Every record below must be copied exactly, with images dropped.

(Natural-language object grounding data)
_____

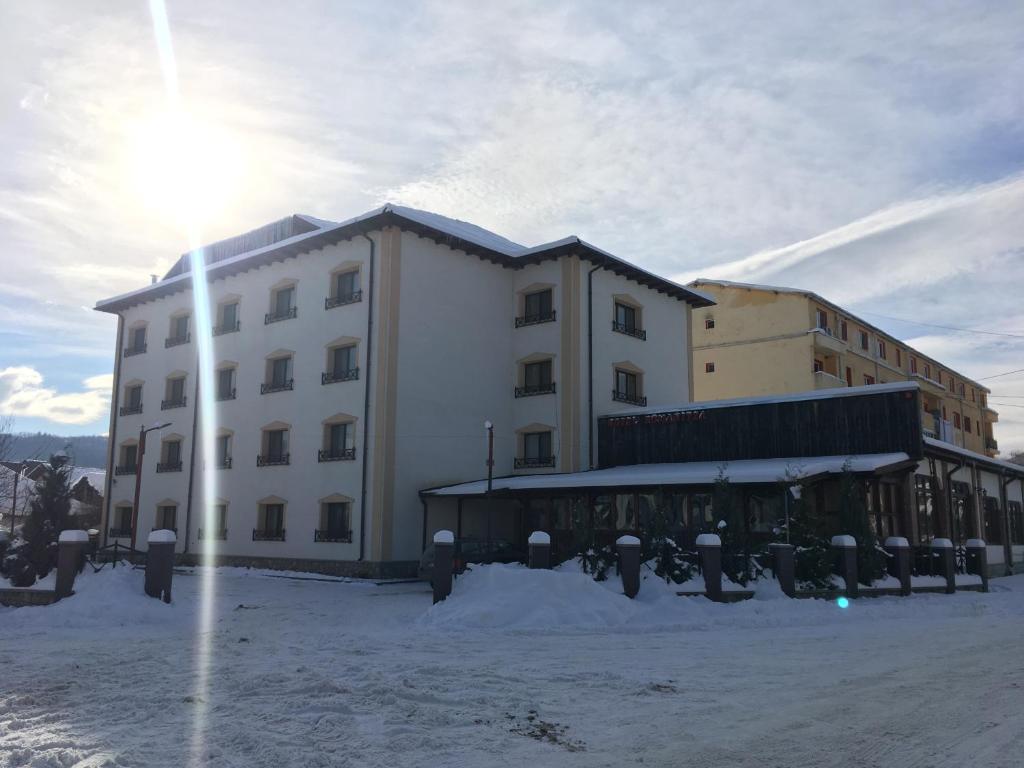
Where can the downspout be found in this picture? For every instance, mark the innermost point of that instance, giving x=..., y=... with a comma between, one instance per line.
x=590, y=365
x=112, y=430
x=192, y=461
x=366, y=398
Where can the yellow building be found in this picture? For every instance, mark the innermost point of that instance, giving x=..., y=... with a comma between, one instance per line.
x=761, y=340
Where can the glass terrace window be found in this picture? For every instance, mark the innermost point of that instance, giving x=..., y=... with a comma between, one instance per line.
x=283, y=305
x=628, y=322
x=537, y=451
x=537, y=379
x=344, y=366
x=334, y=522
x=537, y=308
x=628, y=388
x=345, y=290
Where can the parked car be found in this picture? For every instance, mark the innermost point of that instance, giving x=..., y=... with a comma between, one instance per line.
x=472, y=551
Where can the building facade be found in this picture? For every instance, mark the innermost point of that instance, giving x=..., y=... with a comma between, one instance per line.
x=760, y=340
x=355, y=364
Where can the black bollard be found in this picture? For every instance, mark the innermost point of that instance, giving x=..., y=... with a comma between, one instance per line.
x=942, y=556
x=784, y=566
x=540, y=550
x=977, y=560
x=899, y=561
x=846, y=553
x=71, y=550
x=440, y=580
x=629, y=564
x=160, y=563
x=710, y=548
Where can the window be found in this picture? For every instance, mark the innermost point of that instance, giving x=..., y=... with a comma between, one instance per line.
x=224, y=452
x=282, y=305
x=225, y=384
x=628, y=321
x=339, y=442
x=279, y=375
x=342, y=365
x=536, y=451
x=537, y=307
x=167, y=517
x=334, y=524
x=536, y=379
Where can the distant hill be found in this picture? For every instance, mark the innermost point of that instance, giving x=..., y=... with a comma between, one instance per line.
x=86, y=451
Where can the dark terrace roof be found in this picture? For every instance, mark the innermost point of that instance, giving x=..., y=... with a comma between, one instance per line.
x=293, y=236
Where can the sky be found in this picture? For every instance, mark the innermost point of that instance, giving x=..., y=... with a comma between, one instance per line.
x=870, y=152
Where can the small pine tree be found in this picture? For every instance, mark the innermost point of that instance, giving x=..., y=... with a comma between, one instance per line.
x=48, y=515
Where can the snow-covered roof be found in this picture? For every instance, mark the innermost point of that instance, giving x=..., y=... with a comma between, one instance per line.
x=688, y=473
x=456, y=233
x=817, y=394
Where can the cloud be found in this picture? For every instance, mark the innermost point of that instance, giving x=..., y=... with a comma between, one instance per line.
x=23, y=393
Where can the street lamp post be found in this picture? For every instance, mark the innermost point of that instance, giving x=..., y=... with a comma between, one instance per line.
x=142, y=432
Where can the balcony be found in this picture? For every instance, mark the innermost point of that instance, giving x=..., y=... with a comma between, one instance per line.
x=636, y=333
x=824, y=380
x=280, y=386
x=531, y=389
x=280, y=460
x=221, y=330
x=535, y=462
x=279, y=316
x=632, y=399
x=268, y=536
x=331, y=377
x=333, y=537
x=342, y=455
x=349, y=298
x=535, y=320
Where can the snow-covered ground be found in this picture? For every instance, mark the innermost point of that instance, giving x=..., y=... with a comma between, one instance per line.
x=518, y=668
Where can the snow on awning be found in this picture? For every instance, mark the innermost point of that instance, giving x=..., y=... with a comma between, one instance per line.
x=689, y=473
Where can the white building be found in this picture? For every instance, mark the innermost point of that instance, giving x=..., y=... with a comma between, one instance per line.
x=356, y=364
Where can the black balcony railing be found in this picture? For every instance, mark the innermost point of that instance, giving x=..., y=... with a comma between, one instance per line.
x=273, y=461
x=535, y=320
x=221, y=330
x=333, y=536
x=535, y=462
x=333, y=378
x=279, y=316
x=530, y=389
x=636, y=333
x=341, y=455
x=268, y=536
x=276, y=386
x=633, y=399
x=347, y=298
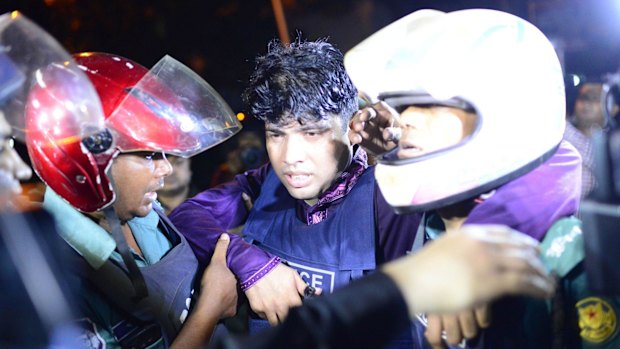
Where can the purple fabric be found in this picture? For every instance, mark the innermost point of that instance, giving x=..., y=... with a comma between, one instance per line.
x=533, y=202
x=341, y=187
x=205, y=216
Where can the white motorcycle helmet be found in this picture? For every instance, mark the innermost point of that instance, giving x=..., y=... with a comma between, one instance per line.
x=496, y=65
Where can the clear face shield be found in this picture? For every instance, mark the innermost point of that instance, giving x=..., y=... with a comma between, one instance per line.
x=38, y=75
x=172, y=110
x=32, y=61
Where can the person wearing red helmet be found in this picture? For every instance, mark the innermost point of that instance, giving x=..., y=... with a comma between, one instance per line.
x=136, y=272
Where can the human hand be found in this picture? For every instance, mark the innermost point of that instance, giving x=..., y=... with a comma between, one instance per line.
x=467, y=268
x=218, y=284
x=375, y=128
x=454, y=328
x=275, y=293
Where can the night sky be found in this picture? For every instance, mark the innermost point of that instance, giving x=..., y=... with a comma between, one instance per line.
x=220, y=38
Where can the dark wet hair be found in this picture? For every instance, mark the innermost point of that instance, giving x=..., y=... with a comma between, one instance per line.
x=303, y=81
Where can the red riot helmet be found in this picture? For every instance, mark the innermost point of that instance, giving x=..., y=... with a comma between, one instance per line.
x=167, y=109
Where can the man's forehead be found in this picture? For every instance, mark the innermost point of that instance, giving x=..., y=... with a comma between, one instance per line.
x=302, y=124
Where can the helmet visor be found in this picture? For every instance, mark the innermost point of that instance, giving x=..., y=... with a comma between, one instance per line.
x=36, y=73
x=172, y=110
x=429, y=126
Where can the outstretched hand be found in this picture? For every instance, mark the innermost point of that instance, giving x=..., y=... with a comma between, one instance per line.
x=218, y=283
x=375, y=128
x=485, y=261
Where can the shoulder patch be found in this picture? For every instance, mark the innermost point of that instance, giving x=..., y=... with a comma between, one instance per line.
x=89, y=336
x=562, y=248
x=597, y=319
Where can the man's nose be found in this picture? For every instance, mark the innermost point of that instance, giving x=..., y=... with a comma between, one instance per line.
x=294, y=150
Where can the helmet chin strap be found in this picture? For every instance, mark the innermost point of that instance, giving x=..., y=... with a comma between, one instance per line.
x=135, y=275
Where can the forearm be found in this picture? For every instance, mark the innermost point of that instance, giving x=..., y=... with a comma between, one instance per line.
x=196, y=331
x=366, y=314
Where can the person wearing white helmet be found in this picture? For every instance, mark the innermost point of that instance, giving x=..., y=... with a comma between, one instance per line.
x=475, y=101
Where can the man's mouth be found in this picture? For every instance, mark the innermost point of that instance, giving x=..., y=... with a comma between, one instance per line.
x=297, y=180
x=409, y=150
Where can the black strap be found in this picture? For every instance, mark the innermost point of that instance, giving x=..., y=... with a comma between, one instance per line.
x=136, y=277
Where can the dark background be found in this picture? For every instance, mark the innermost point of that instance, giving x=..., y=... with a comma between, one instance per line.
x=220, y=38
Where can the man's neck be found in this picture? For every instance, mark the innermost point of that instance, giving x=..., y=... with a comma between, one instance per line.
x=454, y=216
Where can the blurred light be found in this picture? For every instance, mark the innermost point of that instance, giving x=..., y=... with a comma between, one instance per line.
x=574, y=79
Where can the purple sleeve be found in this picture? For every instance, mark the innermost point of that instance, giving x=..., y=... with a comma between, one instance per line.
x=534, y=201
x=204, y=217
x=395, y=232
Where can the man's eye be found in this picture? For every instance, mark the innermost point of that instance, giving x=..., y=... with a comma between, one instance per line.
x=154, y=156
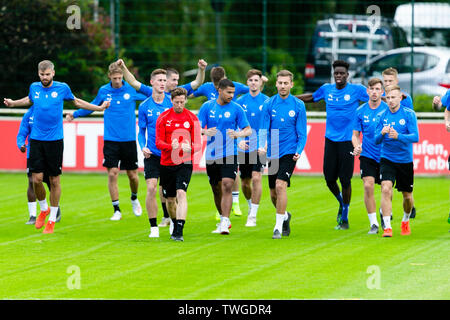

_____

Solution =
Where can the downspout be found in this picture? For every instance, mark the innermost point of that instance, giving x=..., y=... with a comma between, one instance per line.
x=590, y=365
x=112, y=430
x=192, y=461
x=366, y=398
Where can the yellow building be found in this picture? For every instance, mark the innermost point of that instance, giving x=..., y=... with a comma between, one instance per line.
x=761, y=340
Where can the glass terrace window be found in this picture? For every instance, mark the innermost point of that instance, giving x=..., y=... with a comma between, one instance per line.
x=283, y=305
x=628, y=322
x=537, y=451
x=537, y=379
x=344, y=366
x=334, y=522
x=537, y=308
x=628, y=388
x=345, y=290
Where can the parked car be found in this picture? For every instance, mark the innermost point of that instance, giving x=..., y=... with a comma between, one instance per line.
x=472, y=551
Where can the building facade be found in this picture? For every instance, mark the innermost point of that instance, giving x=..., y=... with a comma between, one instance per line.
x=760, y=340
x=355, y=364
Where can the black bollard be found in this picture? For every instance, mark the innermost point of that instance, giving x=..., y=... with a comma between, one instance per line.
x=942, y=556
x=784, y=566
x=540, y=550
x=977, y=560
x=899, y=561
x=846, y=553
x=71, y=550
x=440, y=580
x=629, y=564
x=160, y=563
x=710, y=548
Where can the window be found in this picture? For every instance, mark the innermost point of that instance, giving x=..., y=... with a comma between, one instance per line.
x=224, y=452
x=282, y=305
x=225, y=384
x=628, y=321
x=339, y=442
x=279, y=375
x=342, y=365
x=536, y=451
x=537, y=307
x=167, y=517
x=334, y=524
x=536, y=379
Where can the distant hill be found in this picture? For every instance, mark the innermost point of that instance, giving x=..., y=... with a comma between, one instance per line.
x=86, y=451
Where can the dark terrace roof be found in this picture? For every instance, mark the innermost point of that instance, giving x=..., y=... with a comma between, one instance per line.
x=293, y=236
Where can the sky be found in this picture? For every instance, mark the innermost point of that instance, giving x=..., y=... with a comma between, one instance per line.
x=870, y=152
Where can the small pine tree be found in this picture? For every instance, mark the innermost point of that instance, giving x=..., y=... with a comma between, one instance per line.
x=48, y=515
Where can the snow-covered roof be found in this picture? For every instance, mark the innermost point of that instance, giving x=..., y=... with a comma between, one instance per line.
x=688, y=473
x=456, y=233
x=817, y=394
Where can the cloud be found in this picture? For every instance, mark the innermost point of that instance, giving x=..., y=... with a comma between, one instance per line.
x=23, y=393
Where can the street lamp post be found in this picture? For every instance, mark the innermost point of that instance, giving x=..., y=... with a comma between, one instance per line.
x=142, y=432
Where can the balcony be found in this picture? For every instance, mark the innermost point of that instance, giving x=..., y=... with a comma between, one instance per line.
x=636, y=333
x=824, y=380
x=280, y=386
x=531, y=389
x=280, y=460
x=221, y=330
x=535, y=462
x=279, y=316
x=632, y=399
x=268, y=536
x=331, y=377
x=333, y=537
x=342, y=455
x=349, y=298
x=535, y=320
Where can the snow-covered ground be found in this picture? For every instance, mark the innermost point of that instance, giving x=..., y=... with a comma between, one instance per line.
x=518, y=668
Where can the snow on awning be found in this picture? For every instance, mark the innermost point of that instance, giving x=..., y=... with a comma between, one instance per line.
x=689, y=473
Where can the white building be found in this picture? For every instance, mark the innermost point of that instance, giving x=..., y=... with a comma between, one instance per line.
x=356, y=364
Where can the black balcony railing be found in this picture? For every instance, mark the innermost point of that instance, giving x=..., y=... with a comma between, one instance per line.
x=273, y=461
x=535, y=320
x=221, y=330
x=333, y=536
x=535, y=462
x=333, y=378
x=279, y=316
x=530, y=389
x=636, y=333
x=341, y=455
x=268, y=536
x=276, y=386
x=633, y=399
x=347, y=298
Where can the purple fabric be found in this picture? For every instance, mark the innermost point of that instance, giving x=..., y=... with a comma between, one instance per line.
x=533, y=202
x=341, y=187
x=205, y=216
Where can the white motorcycle helmet be found in this picture? For every instance, mark the innermost point of that instance, giving x=..., y=... with a comma between, one instance per line.
x=496, y=65
Where can the clear face shield be found in this picture? For every instance, mark the innermost point of that instance, giving x=..., y=... with a comma between, one instance per line.
x=38, y=75
x=172, y=110
x=32, y=61
Where can the person wearing red helmet be found in this picture? For every instance, mark the innermost point of that instance, giving x=..., y=... with a comma between, one instance per line.
x=136, y=272
Where can the human hand be found in this picture? For every instance, mark the innermost point of that instance, giving x=..., y=... with a comma between, one instance per line.
x=467, y=268
x=218, y=284
x=375, y=128
x=454, y=328
x=275, y=293
Where can the night sky be found in this picture? For every instance, mark the innermost point of that instance, giving x=..., y=... with a comma between, one instance per line.
x=220, y=38
Where can the dark wet hair be found in this picture? For every instance, mark the innermost point of that instance, giving x=..., y=... with a comma between, one instance per line.
x=303, y=81
Where can the red riot helmet be found in this picture? For every instance, mark the innermost point of that instance, giving x=..., y=... with a comma between, one instance per line.
x=167, y=109
Where can the man's forehead be found in this picture? For every instance, mark the innermost point of that instance, giving x=..., y=... with a comma between, one instance per line.
x=302, y=124
Where can the helmet visor be found in this picture? For every instance, mark the innermost point of that instance, giving x=..., y=... with a comma between, one instance per line.
x=36, y=73
x=172, y=110
x=429, y=126
Where can the outstretched hand be found in this picture? For every instance, mark the innermost point of that instance, giving x=..., y=... with a comma between, one instance per line.
x=218, y=283
x=375, y=128
x=485, y=261
Where can the shoulder patch be found in this picture? For every instance, mark the innermost point of that instance, giving x=..., y=... with a comma between, one instance per line.
x=89, y=336
x=562, y=248
x=597, y=319
Where can the man's nose be found in this picture? For every instance, mark the innermost point of that instance, giving x=..., y=... with a comma between, one instance per line.
x=294, y=150
Where can the helmet chin strap be found in this picture? For every instance, mark the innermost point of that instance, giving x=..., y=... with a comma between, one instance per line.
x=135, y=275
Where can the forearm be found in this picture? For every instance, mark the innermost point of that instance, giving x=..., y=... with a comma between, one instance per line.
x=196, y=331
x=366, y=314
Where can the person wearing white helmet be found in this picture? For every instance, mark the innermost point of that instance, giving x=..., y=... with a comma between, one instance per line.
x=475, y=101
Where can the man's mouth be found in this picture? For every instance, mark the innermost point of that instance, giving x=..., y=... with a comma between, one instance per line.
x=297, y=180
x=409, y=150
Where can the black strap be found in this picture? For every instance, mark the innermost point of that instance, giving x=..., y=... with a comma between, one instance per line.
x=136, y=277
Where can the dark background be found in this picture? For every instance, mark the innermost point of that instance, giving x=..., y=... with a comma between, one instance per line.
x=220, y=38
Where can the man's neck be found in this picture? For every instance, mark the innermost point of that instance, giving x=..., y=... with a comma between, one instance per line.
x=454, y=216
Where can the blurred light be found in this picture? For every instance, mark the innermost point of that instance, giving x=..., y=... with a comma between, one instance per line.
x=574, y=79
Where can the purple sleeve be found in this picture? For every instance, mark the innermost point of that instance, giving x=..., y=... with a comma between, one instance per line.
x=534, y=201
x=204, y=217
x=395, y=232
Where can the man's eye be found in this picture? For every instance, mark the innermost point of that instance, giving x=..., y=... with a comma between, one instance per line.
x=154, y=156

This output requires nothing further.